Content starts

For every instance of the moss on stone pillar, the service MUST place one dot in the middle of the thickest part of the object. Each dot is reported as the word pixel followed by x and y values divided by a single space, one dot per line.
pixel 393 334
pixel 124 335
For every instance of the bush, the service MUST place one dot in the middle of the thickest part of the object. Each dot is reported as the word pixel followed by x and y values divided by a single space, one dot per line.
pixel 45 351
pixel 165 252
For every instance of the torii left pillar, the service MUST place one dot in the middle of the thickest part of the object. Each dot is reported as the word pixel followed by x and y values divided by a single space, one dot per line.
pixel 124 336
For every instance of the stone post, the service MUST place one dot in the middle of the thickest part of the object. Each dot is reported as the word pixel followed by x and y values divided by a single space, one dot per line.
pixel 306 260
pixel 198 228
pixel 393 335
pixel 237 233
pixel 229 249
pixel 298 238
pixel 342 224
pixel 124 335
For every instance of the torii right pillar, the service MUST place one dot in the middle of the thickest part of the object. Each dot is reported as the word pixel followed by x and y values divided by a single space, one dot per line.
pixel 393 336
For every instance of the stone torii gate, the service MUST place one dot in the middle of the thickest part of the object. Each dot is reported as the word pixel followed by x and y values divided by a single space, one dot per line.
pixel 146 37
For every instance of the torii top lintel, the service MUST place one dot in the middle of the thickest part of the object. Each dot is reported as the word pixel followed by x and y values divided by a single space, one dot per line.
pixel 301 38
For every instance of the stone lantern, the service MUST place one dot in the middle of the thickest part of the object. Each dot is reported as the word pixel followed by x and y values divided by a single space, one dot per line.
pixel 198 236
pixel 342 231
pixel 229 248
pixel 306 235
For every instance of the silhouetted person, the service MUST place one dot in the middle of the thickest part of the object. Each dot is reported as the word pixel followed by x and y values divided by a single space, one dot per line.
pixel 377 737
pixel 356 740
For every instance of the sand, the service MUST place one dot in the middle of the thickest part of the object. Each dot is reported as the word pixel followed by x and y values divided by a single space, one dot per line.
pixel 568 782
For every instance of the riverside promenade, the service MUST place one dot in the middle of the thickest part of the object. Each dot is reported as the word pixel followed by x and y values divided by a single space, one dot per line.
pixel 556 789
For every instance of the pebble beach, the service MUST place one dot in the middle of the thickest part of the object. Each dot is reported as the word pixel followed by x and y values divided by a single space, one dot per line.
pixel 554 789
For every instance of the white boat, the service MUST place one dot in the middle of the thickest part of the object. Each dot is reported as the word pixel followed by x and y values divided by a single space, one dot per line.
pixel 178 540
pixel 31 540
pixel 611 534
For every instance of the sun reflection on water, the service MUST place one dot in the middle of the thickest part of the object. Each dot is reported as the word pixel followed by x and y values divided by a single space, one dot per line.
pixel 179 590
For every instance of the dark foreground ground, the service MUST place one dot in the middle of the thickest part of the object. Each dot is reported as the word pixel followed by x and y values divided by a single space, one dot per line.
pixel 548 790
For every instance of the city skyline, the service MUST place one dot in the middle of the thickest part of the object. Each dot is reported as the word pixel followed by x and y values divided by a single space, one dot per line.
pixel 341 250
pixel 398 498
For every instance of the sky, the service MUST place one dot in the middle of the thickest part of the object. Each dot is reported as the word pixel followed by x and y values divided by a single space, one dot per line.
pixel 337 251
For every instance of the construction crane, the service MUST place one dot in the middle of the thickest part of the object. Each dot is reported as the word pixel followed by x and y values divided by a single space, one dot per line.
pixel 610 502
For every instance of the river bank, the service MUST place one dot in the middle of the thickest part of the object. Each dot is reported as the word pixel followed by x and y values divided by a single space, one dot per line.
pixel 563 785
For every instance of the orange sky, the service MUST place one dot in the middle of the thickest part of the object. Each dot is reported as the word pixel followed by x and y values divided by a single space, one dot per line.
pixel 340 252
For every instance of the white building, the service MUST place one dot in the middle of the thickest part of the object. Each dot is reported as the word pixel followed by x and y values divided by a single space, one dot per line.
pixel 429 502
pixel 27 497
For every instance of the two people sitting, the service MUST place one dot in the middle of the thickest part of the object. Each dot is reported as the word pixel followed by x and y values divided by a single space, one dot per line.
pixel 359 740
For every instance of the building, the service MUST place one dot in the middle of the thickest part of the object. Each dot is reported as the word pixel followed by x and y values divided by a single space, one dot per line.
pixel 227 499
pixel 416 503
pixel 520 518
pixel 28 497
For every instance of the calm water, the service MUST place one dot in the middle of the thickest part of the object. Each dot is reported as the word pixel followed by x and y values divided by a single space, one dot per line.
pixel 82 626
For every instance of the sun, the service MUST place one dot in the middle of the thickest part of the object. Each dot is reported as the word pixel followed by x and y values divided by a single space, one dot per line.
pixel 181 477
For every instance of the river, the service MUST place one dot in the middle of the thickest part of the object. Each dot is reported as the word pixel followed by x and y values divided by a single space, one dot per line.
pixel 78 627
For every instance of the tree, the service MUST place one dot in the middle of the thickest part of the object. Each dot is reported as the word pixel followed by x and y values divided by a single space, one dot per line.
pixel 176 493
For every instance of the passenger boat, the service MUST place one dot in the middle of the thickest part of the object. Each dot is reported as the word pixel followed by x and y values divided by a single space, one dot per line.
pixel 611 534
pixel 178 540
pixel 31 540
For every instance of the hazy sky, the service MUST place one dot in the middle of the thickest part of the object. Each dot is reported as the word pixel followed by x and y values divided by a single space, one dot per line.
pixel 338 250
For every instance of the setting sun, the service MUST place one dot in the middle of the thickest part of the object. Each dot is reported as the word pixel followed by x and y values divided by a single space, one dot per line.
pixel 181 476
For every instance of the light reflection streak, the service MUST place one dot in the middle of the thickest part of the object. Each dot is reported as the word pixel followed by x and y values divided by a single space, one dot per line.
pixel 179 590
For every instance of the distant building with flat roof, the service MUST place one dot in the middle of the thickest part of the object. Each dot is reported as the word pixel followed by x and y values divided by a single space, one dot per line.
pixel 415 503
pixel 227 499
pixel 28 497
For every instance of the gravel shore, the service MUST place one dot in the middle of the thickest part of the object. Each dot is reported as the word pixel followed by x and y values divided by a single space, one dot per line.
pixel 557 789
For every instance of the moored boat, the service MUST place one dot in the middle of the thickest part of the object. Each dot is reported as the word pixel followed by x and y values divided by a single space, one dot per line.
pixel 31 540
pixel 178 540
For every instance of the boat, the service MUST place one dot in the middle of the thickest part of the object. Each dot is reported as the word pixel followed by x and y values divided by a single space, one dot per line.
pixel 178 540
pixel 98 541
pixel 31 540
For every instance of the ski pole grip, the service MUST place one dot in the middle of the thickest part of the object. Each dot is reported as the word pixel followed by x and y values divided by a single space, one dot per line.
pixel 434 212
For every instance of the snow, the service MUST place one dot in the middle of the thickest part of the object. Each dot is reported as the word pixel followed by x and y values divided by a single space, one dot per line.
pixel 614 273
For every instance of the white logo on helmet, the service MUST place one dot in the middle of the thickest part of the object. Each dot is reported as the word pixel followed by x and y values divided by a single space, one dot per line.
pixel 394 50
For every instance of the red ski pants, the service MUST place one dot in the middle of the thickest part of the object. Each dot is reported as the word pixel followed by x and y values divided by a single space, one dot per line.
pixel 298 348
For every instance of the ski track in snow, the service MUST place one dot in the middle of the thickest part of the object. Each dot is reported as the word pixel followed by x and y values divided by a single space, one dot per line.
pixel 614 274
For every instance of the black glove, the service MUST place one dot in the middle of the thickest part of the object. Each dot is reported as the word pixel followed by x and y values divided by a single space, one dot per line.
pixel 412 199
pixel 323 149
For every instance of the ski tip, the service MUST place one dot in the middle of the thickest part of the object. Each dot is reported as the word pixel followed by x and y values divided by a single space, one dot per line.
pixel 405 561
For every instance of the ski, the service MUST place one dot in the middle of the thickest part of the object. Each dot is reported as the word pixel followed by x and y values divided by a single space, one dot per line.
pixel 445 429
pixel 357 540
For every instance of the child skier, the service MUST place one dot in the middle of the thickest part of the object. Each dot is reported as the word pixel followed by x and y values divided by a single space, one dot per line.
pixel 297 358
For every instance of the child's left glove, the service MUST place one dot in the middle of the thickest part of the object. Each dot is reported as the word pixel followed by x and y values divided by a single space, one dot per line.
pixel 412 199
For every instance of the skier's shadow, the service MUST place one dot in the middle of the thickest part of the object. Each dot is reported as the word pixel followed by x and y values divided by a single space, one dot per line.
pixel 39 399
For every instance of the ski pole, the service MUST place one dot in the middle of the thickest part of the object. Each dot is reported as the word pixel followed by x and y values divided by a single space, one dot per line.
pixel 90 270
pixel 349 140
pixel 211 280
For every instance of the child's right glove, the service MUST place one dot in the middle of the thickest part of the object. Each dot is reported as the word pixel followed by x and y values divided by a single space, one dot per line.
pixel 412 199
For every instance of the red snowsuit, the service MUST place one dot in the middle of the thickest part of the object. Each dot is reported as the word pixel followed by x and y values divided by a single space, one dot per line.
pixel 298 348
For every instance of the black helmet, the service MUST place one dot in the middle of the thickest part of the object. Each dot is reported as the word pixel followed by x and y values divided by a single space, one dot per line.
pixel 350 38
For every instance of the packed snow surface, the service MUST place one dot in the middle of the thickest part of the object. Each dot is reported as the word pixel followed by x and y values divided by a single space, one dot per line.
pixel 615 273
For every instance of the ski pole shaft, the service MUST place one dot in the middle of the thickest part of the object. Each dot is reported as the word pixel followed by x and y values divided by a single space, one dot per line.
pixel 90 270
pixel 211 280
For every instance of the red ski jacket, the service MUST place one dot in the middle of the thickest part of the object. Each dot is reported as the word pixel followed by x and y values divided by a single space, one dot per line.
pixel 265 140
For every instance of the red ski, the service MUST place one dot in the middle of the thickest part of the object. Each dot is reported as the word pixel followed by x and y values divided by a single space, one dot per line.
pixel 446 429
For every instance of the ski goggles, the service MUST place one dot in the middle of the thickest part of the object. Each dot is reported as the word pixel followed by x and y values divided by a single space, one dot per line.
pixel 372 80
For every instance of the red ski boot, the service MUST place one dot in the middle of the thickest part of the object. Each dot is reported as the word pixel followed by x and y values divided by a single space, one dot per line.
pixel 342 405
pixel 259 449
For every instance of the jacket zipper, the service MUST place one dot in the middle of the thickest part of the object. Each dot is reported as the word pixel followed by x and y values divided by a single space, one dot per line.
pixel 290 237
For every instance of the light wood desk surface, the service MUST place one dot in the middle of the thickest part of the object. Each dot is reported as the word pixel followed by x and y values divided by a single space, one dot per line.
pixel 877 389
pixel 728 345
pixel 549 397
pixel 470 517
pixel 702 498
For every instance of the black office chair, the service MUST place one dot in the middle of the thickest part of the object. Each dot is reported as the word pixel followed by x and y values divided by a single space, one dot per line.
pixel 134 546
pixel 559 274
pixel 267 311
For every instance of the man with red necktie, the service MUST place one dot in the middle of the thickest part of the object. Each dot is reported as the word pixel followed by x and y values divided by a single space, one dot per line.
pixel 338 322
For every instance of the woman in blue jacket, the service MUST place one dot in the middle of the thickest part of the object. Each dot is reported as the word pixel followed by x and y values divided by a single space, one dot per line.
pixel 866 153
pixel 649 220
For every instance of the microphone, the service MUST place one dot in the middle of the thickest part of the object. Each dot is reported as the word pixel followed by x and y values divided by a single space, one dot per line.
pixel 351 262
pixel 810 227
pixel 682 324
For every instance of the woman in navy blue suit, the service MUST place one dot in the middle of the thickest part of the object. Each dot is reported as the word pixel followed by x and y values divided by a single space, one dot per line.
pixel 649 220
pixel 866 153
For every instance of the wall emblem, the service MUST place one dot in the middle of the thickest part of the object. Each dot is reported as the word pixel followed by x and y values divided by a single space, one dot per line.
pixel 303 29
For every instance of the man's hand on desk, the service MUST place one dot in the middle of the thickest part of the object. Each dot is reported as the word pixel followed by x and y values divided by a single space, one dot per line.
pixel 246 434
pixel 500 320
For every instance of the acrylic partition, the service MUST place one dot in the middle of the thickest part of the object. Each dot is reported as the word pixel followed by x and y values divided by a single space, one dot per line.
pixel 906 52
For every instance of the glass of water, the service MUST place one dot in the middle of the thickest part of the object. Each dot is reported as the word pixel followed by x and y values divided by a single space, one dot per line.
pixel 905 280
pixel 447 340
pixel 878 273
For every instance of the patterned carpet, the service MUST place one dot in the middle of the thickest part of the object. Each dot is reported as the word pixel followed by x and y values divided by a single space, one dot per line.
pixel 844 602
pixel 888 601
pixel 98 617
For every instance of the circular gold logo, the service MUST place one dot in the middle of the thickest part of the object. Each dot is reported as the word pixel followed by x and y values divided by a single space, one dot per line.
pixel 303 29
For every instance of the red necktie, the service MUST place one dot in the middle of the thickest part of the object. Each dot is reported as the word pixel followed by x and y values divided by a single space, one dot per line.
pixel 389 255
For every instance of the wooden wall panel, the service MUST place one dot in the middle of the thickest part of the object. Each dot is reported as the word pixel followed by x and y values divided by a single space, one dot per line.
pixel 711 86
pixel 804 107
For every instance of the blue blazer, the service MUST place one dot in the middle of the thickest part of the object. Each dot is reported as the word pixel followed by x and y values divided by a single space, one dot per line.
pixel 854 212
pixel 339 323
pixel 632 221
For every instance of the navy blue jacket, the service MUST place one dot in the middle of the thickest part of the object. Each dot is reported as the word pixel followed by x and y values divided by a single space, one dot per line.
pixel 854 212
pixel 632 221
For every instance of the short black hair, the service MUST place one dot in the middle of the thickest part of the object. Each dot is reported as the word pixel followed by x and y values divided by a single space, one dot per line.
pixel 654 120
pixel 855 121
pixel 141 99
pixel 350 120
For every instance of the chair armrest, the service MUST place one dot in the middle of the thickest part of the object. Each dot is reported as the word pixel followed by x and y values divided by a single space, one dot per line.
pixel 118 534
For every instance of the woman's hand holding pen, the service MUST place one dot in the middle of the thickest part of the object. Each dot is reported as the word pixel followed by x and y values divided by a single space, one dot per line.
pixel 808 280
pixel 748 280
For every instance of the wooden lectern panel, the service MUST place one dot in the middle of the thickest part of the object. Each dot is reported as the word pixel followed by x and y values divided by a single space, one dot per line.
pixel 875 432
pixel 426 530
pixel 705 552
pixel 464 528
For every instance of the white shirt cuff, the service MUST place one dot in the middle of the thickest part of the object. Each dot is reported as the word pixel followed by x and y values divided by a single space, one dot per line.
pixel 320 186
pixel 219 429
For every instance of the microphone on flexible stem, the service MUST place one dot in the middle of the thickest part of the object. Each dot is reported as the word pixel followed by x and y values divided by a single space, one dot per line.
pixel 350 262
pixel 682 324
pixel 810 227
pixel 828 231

Content ends

## HOW TO COMPLETE THIS TASK
Everything from the line holding "For every instance of the microphone on" through the last line of the entries should be retyped exactly, with no other lines.

## COMPLETED TASK
For every instance of the microphone on flexible stem, the service MUST place one dot in the middle of the thickest part of the object. Each dot is reported as the word pixel followed by x and y values divided by a single space, one dot per line.
pixel 350 262
pixel 682 324
pixel 810 227
pixel 828 231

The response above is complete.